▸ TEXT TO READ
▽

It is always difficult to distinguish the wood when you are among the trees. The case of probationers looking for work in their post-induction year is a case in point (p1). Putting aside the issue of job availability, it cannot be repeated too often how appallingly probationers were treated in the past, hawking themselves round schools doing endless supply work and, therefore, taking years in many cases to complete their “year”. By any standard, the teacher induction scheme of a guaranteed, structured and mentored start to a career has to be a massive improvement.

The issue is how it is managed. Governments have never quite got it right when it comes to planning the teaching workforce, partly because there can be so much churn in the system. Older hands will recall the outcry in the 1970s and 1980s about teachers “trained for unemployment” who were unable to find jobs because education authorities could not afford them. There is a danger of this happening again, since it usually occurs when there is a discontinuity between government fiat and realities on the ground.

One of those realities is that, through the concordat agreement between national and local government, ministers have given up their financial levers to influence local authority decisions. So, they may set out policies to reduce class sizes and increase the through-put of students in teacher training, but many councils have other priorities. The result is a mis-match, hence the cries of woe from probationers denied jobs.

Previous governments responded to the teacher employment crises by crisis management: turning on and off the taps of the numbers admitted to training. At least the Education Secretary has set up a working group to investigate the fundamentals of workforce planning, including the impact of the guaranteed induction year on jobs for those moving into their post- probationary period. Its conclusions cannot come soon enough.

△

▸ PROBLEM 1
From the text on teacher induction, copy word for word the passage from "It is always" up to and including "a massive improvement.".
▸ PROBLEM 2
Answer these questions using the text on teacher induction:
(a) What outcry from the 1970s and 1980s will older hands recall?
(b) Through what agreement have ministers given up their financial levers over local authority decisions?
(c) Who has set up a working group to investigate the fundamentals of workforce planning?
▸ PROBLEM 3
Decide whether each statement agrees with the text on teacher induction. Answer yes or no, and quote the words of the text that settle it.
(a) Governments have always planned the teaching workforce correctly.
(b) Previous governments handled teacher employment crises by changing the numbers admitted to training.
(c) The teacher induction scheme is described as a massive improvement.

▸ LISTED ENTRIES
▽

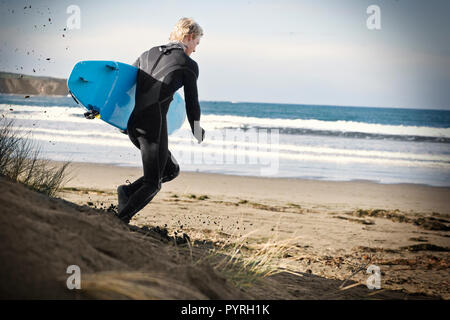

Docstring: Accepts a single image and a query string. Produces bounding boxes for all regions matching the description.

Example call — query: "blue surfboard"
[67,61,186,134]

△
▽

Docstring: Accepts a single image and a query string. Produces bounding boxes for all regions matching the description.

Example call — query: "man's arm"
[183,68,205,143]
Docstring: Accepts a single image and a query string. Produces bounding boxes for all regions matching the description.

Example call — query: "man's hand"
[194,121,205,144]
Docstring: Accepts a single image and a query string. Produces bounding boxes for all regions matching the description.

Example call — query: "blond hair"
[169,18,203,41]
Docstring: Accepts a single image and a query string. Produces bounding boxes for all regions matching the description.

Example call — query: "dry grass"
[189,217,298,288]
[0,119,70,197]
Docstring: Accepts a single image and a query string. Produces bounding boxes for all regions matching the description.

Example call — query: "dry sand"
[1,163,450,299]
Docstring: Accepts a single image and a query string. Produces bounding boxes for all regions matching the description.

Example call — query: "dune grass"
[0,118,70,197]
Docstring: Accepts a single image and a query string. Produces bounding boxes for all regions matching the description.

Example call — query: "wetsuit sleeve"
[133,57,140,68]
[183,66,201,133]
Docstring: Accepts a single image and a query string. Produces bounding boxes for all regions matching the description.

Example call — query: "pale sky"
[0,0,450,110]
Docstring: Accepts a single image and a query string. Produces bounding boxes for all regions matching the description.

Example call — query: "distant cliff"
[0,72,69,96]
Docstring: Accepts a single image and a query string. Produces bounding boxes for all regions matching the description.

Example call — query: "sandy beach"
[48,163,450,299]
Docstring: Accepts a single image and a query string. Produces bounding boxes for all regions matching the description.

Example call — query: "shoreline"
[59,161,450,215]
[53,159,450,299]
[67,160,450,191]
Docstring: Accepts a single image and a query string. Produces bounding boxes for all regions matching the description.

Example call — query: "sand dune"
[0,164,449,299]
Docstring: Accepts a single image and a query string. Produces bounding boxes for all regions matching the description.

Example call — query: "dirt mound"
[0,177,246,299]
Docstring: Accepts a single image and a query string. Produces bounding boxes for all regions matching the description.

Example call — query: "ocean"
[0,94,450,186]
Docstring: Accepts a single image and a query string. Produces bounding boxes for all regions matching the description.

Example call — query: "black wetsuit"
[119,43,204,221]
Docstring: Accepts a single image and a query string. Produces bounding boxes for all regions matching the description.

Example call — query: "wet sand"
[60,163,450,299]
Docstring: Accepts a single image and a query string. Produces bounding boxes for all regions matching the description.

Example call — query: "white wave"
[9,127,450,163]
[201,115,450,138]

△

▸ WRITTEN REPLY 1
It is always difficult to distinguish the wood when you are among the trees. The case of probationers looking for work in their post-induction year is a case in point (p1). Putting aside the issue of job availability, it cannot be repeated too often how appallingly probationers were treated in the past, hawking themselves round schools doing endless supply work and, therefore, taking years in many cases to complete their “year”. By any standard, the teacher induction scheme of a guaranteed, structured and mentored start to a career has to be a massive improvement.

▸ WRITTEN REPLY 2
(a) The outcry about teachers "trained for unemployment" who could not find jobs because education authorities could not afford them.
(b) The concordat agreement between national and local government.
(c) The Education Secretary.

▸ WRITTEN REPLY 3
(a) No: "Governments have never quite got it right when it comes to planning the teaching workforce"
(b) Yes: "turning on and off the taps of the numbers admitted to training"
(c) Yes: "By any standard, the teacher induction scheme of a guaranteed, structured and mentored start to a career has to be a massive improvement."